> Task directions:
Repeat verbatim every line of the material, beginning at the line that holds "For the audit, pick out each instance of the white ceramic" and ending at its last line.

[Excerpts of pointing data]
★ ★ ★
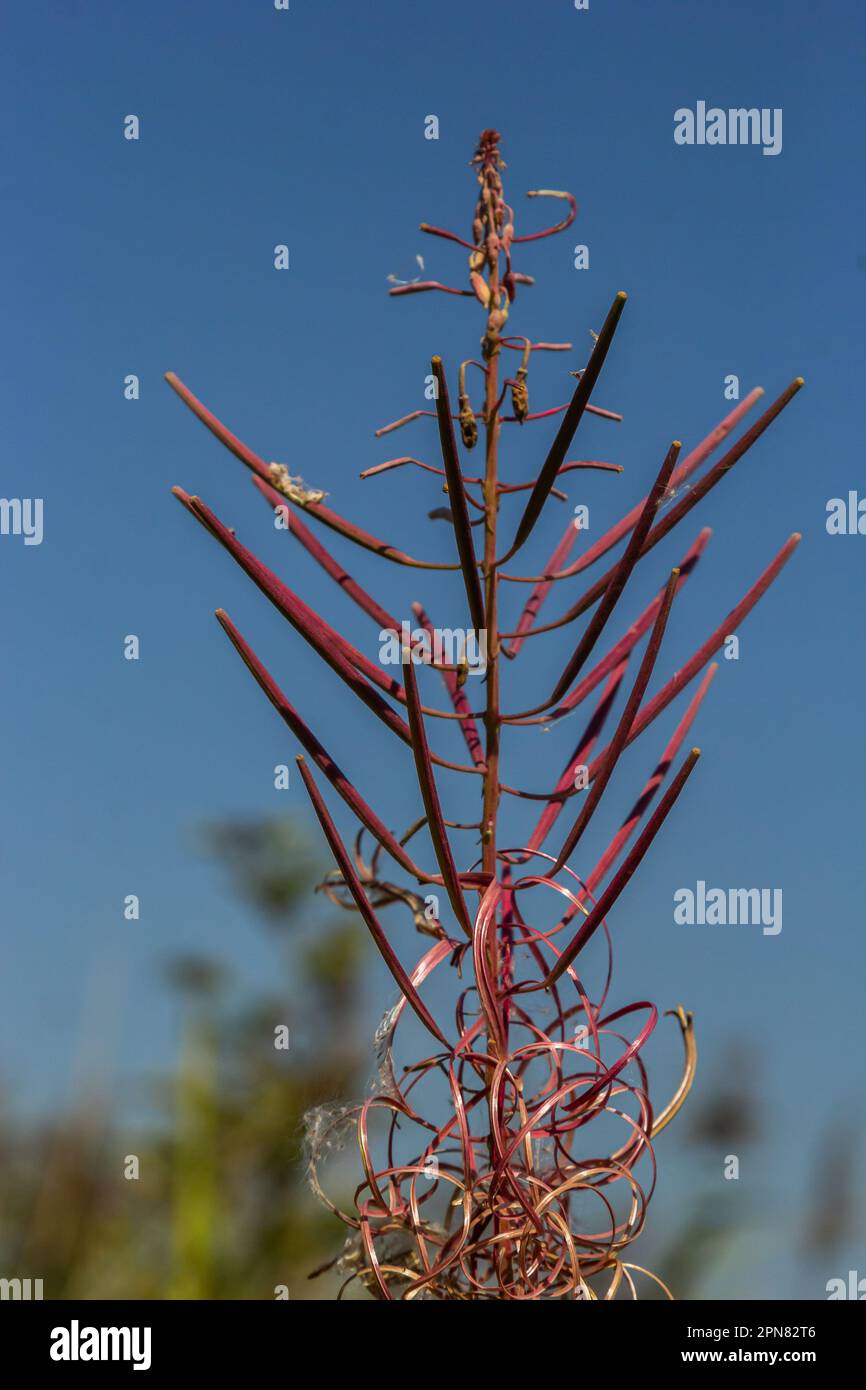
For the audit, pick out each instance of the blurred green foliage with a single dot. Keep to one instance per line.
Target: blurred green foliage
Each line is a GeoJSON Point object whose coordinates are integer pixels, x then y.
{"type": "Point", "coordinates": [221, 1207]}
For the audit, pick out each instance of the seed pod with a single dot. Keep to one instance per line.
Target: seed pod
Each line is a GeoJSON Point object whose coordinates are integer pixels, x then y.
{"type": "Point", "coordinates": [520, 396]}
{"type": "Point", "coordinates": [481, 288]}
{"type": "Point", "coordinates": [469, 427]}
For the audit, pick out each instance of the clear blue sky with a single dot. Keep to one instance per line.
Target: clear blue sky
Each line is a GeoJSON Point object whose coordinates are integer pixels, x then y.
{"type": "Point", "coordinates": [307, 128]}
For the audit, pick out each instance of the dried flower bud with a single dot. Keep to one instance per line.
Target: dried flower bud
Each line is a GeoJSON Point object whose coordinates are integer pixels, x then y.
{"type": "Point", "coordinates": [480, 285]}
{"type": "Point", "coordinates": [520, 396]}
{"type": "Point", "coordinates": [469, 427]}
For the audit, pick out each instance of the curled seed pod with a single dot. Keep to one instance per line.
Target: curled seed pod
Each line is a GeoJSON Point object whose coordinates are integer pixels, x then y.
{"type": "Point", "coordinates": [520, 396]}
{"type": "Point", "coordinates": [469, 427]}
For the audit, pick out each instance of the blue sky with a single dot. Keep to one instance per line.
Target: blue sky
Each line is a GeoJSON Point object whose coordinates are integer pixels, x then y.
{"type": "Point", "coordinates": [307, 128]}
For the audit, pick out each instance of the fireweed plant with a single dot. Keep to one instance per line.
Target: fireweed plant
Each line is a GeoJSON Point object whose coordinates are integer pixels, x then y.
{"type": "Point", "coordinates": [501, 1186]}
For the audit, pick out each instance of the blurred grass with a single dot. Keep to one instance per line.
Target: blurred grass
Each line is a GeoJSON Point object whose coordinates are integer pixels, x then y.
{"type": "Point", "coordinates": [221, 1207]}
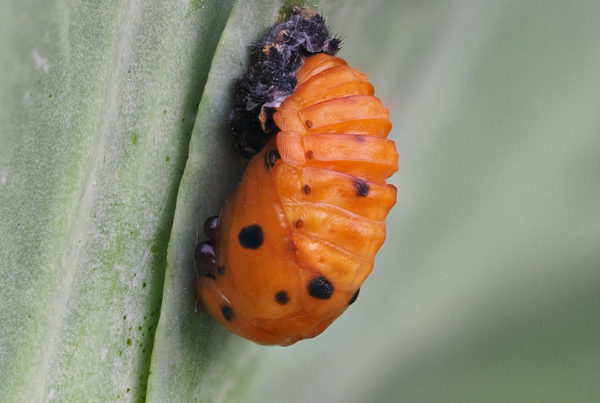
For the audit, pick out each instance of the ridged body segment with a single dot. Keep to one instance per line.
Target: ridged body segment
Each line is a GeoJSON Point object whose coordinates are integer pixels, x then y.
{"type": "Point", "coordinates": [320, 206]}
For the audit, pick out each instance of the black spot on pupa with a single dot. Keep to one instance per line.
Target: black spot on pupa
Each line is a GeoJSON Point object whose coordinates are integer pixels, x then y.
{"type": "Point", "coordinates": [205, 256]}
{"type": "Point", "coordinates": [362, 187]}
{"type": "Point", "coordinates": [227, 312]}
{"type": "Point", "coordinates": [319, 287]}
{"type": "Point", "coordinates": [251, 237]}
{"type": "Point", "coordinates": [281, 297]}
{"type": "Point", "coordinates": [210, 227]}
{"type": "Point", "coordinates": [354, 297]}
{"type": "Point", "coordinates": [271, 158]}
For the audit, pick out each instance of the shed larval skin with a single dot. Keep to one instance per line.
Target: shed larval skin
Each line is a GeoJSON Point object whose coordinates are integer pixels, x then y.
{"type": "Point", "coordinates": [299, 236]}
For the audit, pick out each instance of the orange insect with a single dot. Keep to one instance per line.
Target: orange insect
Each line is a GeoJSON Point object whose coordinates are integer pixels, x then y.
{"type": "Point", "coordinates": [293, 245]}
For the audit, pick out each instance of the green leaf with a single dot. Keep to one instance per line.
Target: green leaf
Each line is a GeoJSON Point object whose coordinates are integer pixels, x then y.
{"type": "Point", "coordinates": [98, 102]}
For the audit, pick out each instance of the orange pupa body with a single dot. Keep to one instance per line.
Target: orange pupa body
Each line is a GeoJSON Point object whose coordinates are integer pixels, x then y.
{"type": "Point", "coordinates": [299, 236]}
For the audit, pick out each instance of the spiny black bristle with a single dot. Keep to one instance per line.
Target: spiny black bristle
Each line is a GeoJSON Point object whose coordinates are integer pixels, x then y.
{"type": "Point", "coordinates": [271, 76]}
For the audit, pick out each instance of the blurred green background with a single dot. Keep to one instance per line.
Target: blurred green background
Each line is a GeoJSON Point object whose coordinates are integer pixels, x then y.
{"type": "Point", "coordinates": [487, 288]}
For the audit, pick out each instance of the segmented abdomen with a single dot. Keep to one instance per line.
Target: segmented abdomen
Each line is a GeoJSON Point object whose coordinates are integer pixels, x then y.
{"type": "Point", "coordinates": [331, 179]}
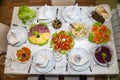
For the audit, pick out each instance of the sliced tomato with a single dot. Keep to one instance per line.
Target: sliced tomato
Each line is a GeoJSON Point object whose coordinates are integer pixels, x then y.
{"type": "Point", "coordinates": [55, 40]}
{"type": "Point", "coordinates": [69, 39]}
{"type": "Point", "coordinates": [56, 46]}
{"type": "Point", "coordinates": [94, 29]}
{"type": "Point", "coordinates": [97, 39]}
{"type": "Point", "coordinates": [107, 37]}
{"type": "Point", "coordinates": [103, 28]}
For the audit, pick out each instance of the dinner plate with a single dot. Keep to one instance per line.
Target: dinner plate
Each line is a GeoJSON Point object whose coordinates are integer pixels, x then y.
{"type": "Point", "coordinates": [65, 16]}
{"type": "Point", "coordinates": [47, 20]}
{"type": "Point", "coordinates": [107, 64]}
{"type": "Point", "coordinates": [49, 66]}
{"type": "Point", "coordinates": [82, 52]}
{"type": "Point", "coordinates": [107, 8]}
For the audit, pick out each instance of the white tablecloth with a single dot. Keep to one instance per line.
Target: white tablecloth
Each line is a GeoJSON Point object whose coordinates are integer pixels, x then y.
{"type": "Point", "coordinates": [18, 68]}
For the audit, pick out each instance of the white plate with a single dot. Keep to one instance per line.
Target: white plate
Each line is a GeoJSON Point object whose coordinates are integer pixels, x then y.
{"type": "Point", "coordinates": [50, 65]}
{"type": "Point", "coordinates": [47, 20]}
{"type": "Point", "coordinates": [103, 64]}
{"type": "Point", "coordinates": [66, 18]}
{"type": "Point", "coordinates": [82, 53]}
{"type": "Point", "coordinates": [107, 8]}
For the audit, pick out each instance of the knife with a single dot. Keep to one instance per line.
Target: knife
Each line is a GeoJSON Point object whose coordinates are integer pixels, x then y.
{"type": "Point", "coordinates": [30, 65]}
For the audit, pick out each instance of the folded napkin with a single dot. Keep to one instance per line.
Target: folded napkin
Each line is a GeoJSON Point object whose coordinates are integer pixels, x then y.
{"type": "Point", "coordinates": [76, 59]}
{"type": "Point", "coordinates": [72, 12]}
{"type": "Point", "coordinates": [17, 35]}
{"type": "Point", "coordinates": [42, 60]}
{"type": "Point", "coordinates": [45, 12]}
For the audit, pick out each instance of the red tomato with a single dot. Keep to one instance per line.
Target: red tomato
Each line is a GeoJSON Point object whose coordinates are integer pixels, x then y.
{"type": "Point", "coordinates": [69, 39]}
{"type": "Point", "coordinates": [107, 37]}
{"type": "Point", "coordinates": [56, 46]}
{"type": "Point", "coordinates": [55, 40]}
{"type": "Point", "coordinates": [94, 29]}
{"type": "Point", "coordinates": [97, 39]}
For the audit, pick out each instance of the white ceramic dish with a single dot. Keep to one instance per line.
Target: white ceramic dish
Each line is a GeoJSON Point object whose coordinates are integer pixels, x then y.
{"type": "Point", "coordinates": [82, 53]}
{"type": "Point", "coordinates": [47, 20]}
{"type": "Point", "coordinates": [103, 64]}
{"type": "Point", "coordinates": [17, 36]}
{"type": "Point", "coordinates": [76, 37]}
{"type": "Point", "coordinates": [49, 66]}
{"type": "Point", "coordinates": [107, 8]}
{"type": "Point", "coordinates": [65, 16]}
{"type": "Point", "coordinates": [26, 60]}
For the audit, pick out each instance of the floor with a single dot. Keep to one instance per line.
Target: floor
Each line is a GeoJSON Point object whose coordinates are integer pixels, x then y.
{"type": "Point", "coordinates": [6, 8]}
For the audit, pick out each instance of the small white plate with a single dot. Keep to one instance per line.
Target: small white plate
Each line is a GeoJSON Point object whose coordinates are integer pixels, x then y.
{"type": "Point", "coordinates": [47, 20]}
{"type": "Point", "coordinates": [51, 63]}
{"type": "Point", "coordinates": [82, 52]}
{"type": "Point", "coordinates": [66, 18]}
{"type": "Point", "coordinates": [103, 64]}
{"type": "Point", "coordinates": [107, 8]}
★ ★ ★
> Solution below:
For the audit, pick out each instance of the white ceramic dish with a single dot. Keep to one instance per line.
Target: white ceramic dish
Each line is a GeoJSON Point object whose coordinates are integer pixels, x then y.
{"type": "Point", "coordinates": [82, 53]}
{"type": "Point", "coordinates": [47, 20]}
{"type": "Point", "coordinates": [103, 64]}
{"type": "Point", "coordinates": [17, 36]}
{"type": "Point", "coordinates": [76, 37]}
{"type": "Point", "coordinates": [49, 66]}
{"type": "Point", "coordinates": [107, 8]}
{"type": "Point", "coordinates": [65, 16]}
{"type": "Point", "coordinates": [26, 60]}
For the audit, pick out each instance of the floor with a single dot. Keep to one instance per line.
Target: floor
Each line is a GeoJSON Point object whose coordinates are integer pixels, x then y.
{"type": "Point", "coordinates": [6, 8]}
For the audit, pick out each instance of the small white plate with a single dot. Keep to one instance per line.
Target: small white plate
Each line is a GeoJSON Point object whose coordinates are integer pixels, x then y.
{"type": "Point", "coordinates": [47, 20]}
{"type": "Point", "coordinates": [51, 63]}
{"type": "Point", "coordinates": [82, 52]}
{"type": "Point", "coordinates": [66, 18]}
{"type": "Point", "coordinates": [103, 64]}
{"type": "Point", "coordinates": [107, 8]}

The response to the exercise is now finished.